_EXERCISE TASK_
Transcribe the records below in full; pictures stay out of the copy.

_RECORDS FOR PROCESSING_

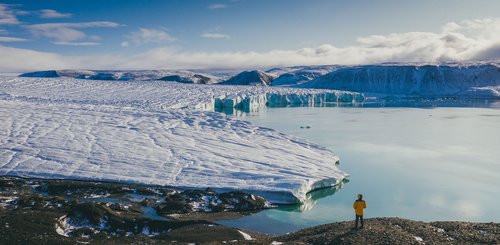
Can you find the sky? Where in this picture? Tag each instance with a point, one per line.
(242, 34)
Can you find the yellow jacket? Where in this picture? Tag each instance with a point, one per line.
(359, 206)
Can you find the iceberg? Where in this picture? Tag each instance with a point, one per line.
(158, 133)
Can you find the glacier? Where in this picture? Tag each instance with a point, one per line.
(474, 80)
(160, 133)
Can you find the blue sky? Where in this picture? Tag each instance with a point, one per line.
(242, 33)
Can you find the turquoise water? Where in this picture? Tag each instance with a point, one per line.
(419, 163)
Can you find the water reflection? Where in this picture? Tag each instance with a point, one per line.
(425, 164)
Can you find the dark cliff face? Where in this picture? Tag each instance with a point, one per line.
(427, 80)
(258, 78)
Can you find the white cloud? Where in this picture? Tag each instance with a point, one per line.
(467, 40)
(215, 35)
(217, 6)
(77, 43)
(52, 14)
(145, 35)
(66, 32)
(12, 39)
(7, 16)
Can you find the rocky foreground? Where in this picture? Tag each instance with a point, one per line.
(74, 212)
(397, 231)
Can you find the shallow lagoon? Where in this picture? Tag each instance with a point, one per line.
(419, 163)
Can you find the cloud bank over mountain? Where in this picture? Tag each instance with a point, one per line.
(465, 40)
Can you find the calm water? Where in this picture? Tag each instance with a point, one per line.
(421, 164)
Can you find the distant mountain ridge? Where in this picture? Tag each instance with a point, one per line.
(467, 79)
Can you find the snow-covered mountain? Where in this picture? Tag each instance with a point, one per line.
(255, 77)
(297, 75)
(183, 76)
(190, 78)
(461, 80)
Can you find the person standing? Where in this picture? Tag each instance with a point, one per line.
(359, 207)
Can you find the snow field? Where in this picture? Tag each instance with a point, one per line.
(137, 132)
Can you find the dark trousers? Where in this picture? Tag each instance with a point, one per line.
(359, 217)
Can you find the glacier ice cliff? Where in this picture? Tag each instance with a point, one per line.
(159, 133)
(454, 80)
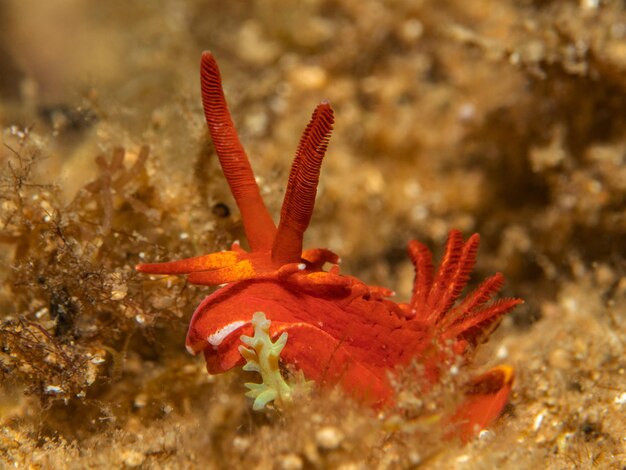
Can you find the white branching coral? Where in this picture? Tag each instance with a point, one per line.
(262, 356)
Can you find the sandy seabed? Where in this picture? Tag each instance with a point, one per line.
(506, 118)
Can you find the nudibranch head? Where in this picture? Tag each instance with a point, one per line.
(339, 329)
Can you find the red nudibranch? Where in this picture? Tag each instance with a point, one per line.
(341, 331)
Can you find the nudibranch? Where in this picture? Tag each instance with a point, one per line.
(341, 330)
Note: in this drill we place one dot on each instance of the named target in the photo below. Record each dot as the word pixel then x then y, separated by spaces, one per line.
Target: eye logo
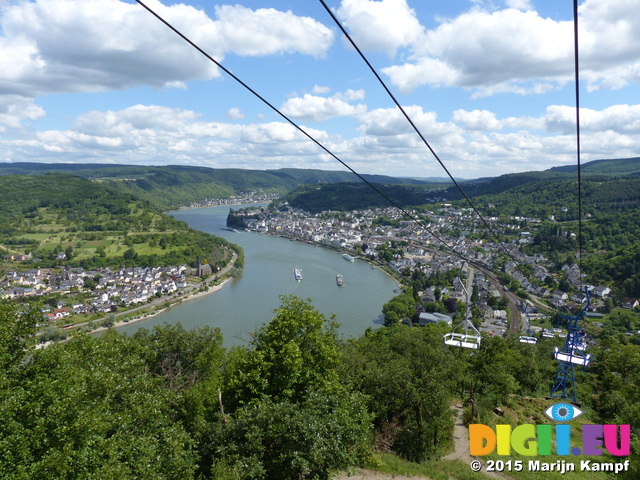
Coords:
pixel 562 412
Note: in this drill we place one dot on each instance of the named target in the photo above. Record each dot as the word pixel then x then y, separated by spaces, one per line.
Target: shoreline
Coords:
pixel 146 316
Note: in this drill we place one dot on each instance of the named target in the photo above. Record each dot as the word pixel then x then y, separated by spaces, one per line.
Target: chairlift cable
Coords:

_TASK RESPONSE_
Can you find the sky? Where in this picture? Tag each instance with a point, one per line.
(242, 34)
Can you find the yellow jacket? Where in this picture? Tag each instance with a point, one per line.
(359, 206)
Can you find the iceberg? Where in this picture? Tag each instance with a point, one per line.
(158, 133)
Can you find the glacier? Where in this picture? Tag each instance with a point, one per line.
(474, 80)
(160, 133)
Can you find the blue sky? Where in this picture? Tag each instance with a point, one per line.
(242, 33)
Can you find the turquoise water? Where in this picture? Tag each instance with a point, one per line.
(419, 163)
Can you find the water reflection? Where in this picture? Tag each instance with a point, one per line.
(425, 164)
Can you find the dark cliff face? Where in this picture? Tag each instance with a point, one per line.
(427, 80)
(258, 78)
Can you find the white cloud? Where in this picture? Tag each instance with a point, one per line.
(467, 40)
(215, 35)
(217, 6)
(77, 43)
(52, 14)
(145, 35)
(66, 32)
(12, 39)
(7, 16)
Can you find the rocky foreground? Where in this picture? Tag each instance with a point, one per line.
(74, 212)
(397, 231)
Can you find the shallow lagoon? Where in this picture? Tag each instance with a point, one per line.
(419, 163)
Can you find the cloud bank over mountain? Where in this picture? Tag each instance with a point, one per line.
(465, 40)
Can you find the calm water? Where in this picture? Tag each instance with a point, one per line.
(421, 164)
Can you find the distant mountain ridge? Where in this picture? Tag each instance with a point, one per line.
(467, 79)
Can you find the snow-covered mountain? Where in this picture? Tag each instance with a point, one per line.
(255, 77)
(297, 75)
(183, 76)
(190, 78)
(461, 80)
Can you find the person standing? Where in this picture? Tag each instance with a point, one per line.
(359, 207)
Can you find the snow field? Where in this picture? Tag each instance with a point, one per line.
(137, 132)
Can you find the dark trousers? Where in this picture? Tag each instance with a point, one per line.
(359, 217)
Can you find the glacier ice cliff? Where in this picture? Tag each instance with a point, one per line.
(159, 133)
(454, 80)
Can you find the white branching coral? Where in this picture? Tag each instance with a point, one per line.
(262, 356)
Can you find the sandy seabed? Where in this picture? Tag each instance with a point, one per line.
(506, 118)
Can you find the nudibranch head? Where in this picture? Tag each instance with a point, one per line.
(339, 329)
Can you find the red nudibranch? Where in this picture? Tag each instance with a point, one per line.
(341, 331)
Can you find the nudibranch? Where in this picture? Tag each instance with a point, one per line.
(341, 330)
Note: in this drill we place one dot on each instance of the named target in the photo below. Record each dot as the word pixel then x then y, separated by spaces, one per line.
Target: eye logo
Coords:
pixel 562 412
Note: in this drill we place one dot on each instance of the named target in the photo above. Record each dot as the word pixel then x then y, separated by spaces, one per line.
Target: shoreline
Coords:
pixel 146 316
Note: in this drill we place one dot on each instance of the named target in the photo above. Record each dot as the word pixel then x then y, separated by spaces, one per line.
Target: chairlift cable
Coords:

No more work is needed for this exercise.